QUELLENAUSZUG:
◆ ◆ ◆ ◆ ◆

In Deutschland hat mir einmal ein hoher Beamter des Bundeslands Niedersachsen – also VW – erklärt, wie seine Regierung es mit ungeliebten EU-Vorschriften hält: Man macht, was man für gut hält, wartet ab, wie Brüssel reagiert und lässt es gegebenenfalls auf eine Busse ankommen. So geschieht es oft in der EU. Die Schweiz könnte doch auch so handeln.

◆ ◆ ◆ ◆ ◆

Zeilen zur Ortsbeschriftung

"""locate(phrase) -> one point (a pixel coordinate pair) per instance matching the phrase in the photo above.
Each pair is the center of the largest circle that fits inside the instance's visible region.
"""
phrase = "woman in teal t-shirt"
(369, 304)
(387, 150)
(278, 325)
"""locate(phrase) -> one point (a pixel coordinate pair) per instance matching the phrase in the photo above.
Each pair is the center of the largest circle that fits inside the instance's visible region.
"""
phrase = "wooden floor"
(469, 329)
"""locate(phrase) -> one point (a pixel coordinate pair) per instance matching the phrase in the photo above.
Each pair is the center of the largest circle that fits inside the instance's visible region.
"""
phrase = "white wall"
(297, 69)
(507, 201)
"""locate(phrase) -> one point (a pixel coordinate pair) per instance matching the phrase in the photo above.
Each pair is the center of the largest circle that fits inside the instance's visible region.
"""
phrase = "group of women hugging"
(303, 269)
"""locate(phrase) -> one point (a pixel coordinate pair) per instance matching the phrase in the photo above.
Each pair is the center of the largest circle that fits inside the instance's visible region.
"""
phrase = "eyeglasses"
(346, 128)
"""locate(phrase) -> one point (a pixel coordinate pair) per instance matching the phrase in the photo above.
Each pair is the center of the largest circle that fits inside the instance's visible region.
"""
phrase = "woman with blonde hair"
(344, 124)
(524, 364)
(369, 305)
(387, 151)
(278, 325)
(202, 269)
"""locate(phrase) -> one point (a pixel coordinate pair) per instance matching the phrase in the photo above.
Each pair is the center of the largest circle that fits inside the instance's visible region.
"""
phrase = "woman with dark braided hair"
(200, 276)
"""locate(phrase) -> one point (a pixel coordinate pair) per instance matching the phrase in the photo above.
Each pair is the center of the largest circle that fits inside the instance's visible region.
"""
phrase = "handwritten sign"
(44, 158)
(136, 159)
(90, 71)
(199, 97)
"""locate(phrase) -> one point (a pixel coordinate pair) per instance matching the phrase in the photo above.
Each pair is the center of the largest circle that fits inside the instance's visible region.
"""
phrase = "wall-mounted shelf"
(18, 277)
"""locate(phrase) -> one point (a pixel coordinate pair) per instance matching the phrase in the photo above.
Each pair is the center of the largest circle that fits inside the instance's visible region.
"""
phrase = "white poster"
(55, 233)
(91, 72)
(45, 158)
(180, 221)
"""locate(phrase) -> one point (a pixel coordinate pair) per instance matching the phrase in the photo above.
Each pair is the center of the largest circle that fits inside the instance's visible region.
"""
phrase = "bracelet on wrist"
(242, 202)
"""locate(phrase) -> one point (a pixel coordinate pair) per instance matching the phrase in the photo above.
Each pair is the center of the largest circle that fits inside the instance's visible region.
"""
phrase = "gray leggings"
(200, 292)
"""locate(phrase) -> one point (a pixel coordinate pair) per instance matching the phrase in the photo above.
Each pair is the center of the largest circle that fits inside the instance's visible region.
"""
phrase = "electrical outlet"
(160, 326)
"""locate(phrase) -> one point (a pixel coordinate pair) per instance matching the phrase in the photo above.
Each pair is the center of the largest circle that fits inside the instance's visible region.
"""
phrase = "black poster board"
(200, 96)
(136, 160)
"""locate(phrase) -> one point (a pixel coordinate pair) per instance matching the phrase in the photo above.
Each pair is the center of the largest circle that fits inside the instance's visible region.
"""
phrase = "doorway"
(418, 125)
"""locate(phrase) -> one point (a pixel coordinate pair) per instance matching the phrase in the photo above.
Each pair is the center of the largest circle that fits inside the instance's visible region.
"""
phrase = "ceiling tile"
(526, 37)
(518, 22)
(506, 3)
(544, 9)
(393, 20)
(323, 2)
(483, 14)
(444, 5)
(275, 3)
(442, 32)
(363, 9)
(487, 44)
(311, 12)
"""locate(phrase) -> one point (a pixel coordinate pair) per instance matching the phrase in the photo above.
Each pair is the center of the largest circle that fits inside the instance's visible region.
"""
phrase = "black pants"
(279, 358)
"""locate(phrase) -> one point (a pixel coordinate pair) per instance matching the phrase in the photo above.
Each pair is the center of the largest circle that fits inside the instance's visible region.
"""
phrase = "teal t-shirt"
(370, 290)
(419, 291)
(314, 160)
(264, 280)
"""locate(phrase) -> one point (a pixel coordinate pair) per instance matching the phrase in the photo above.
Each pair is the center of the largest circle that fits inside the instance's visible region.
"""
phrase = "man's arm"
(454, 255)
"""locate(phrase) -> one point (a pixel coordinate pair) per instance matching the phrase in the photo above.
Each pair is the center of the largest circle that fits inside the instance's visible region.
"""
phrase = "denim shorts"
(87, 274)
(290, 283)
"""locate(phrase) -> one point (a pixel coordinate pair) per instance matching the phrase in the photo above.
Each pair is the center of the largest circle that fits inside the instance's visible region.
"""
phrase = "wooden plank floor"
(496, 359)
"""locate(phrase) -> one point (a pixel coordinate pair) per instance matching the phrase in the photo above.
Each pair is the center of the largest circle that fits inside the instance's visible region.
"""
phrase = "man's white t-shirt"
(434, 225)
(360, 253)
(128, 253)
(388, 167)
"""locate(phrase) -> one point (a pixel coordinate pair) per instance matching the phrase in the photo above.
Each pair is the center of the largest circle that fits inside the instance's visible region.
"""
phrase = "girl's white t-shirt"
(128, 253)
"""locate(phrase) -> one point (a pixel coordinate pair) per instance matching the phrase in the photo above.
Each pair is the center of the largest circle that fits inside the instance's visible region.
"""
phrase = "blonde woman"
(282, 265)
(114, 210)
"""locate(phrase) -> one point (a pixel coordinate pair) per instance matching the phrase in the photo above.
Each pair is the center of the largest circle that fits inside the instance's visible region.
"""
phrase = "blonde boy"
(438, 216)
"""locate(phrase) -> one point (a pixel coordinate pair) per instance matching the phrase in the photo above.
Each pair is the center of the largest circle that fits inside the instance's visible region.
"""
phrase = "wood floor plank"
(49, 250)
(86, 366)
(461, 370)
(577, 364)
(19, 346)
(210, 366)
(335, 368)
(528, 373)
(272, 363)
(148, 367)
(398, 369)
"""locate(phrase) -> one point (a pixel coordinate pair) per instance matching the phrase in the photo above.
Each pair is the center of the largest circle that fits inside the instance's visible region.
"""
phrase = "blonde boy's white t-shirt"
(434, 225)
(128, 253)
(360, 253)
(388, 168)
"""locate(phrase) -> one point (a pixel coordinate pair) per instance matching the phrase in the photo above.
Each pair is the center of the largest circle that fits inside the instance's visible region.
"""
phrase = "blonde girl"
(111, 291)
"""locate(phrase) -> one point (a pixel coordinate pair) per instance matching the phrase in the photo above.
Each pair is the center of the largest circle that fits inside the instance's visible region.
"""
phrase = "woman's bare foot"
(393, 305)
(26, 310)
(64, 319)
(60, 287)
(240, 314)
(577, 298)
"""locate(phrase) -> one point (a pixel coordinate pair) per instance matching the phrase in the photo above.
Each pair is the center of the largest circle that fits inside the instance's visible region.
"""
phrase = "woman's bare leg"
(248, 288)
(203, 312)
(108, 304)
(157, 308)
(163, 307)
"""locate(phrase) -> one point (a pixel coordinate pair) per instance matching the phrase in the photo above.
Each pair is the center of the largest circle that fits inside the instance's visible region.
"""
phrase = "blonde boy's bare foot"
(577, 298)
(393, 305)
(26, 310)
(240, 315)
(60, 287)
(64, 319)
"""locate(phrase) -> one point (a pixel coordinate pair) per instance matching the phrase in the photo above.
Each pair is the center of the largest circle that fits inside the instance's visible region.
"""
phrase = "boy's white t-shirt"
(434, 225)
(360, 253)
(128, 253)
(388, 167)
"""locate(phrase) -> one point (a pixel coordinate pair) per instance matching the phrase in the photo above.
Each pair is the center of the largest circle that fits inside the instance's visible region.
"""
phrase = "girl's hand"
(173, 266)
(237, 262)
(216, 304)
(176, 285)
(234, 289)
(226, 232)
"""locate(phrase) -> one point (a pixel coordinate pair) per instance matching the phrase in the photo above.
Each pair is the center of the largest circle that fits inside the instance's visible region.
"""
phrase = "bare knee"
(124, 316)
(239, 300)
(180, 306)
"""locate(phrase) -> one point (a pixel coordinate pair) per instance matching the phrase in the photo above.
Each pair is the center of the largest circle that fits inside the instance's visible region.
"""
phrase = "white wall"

◆ ◆ ◆ ◆ ◆

Schreiben Sie den Abschnitt des Auszugs über ungeliebte EU-Vorschriften erneut ab, beginnend bei "In Deutschland hat" und endend nach "auch so handeln.", und ersetzen Sie dabei "Brüssel" durch "die Kommission". Stützen Sie sich ausschließlich auf den Auszug.

MUSTERLÖSUNG:
In Deutschland hat mir einmal ein hoher Beamter des Bundeslands Niedersachsen – also VW – erklärt, wie seine Regierung es mit ungeliebten EU-Vorschriften hält: Man macht, was man für gut hält, wartet ab, wie die Kommission reagiert und lässt es gegebenenfalls auf eine Busse ankommen. So geschieht es oft in der EU. Die Schweiz könnte doch auch so handeln.